Assignment.
Return only the lines from the one containing "Response format: CSV, a" to the end of the material, with each one exactly as it appears.

Source material.

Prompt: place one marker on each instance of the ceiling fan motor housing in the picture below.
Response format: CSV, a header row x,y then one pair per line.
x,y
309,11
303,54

Output of the task.
Response format: CSV, a header row x,y then one pair per line.
x,y
309,11
303,54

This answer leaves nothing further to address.